| Goal |
The records that follow should be retyped word for word.

| Listing |
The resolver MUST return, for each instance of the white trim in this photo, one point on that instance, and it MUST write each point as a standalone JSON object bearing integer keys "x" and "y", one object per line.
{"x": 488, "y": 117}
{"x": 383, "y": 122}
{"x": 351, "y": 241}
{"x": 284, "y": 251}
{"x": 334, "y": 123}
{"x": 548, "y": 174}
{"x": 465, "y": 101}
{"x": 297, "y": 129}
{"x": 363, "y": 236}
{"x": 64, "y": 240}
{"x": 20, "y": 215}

| Task answer |
The resolver MUST return, for each instance of the white trim in this photo, one point on that instance, and it MUST write each point as a standalone JSON object bearing integer keys "x" and "y", one object per line.
{"x": 488, "y": 117}
{"x": 383, "y": 122}
{"x": 351, "y": 241}
{"x": 284, "y": 251}
{"x": 334, "y": 123}
{"x": 548, "y": 174}
{"x": 465, "y": 101}
{"x": 297, "y": 129}
{"x": 363, "y": 236}
{"x": 64, "y": 240}
{"x": 20, "y": 215}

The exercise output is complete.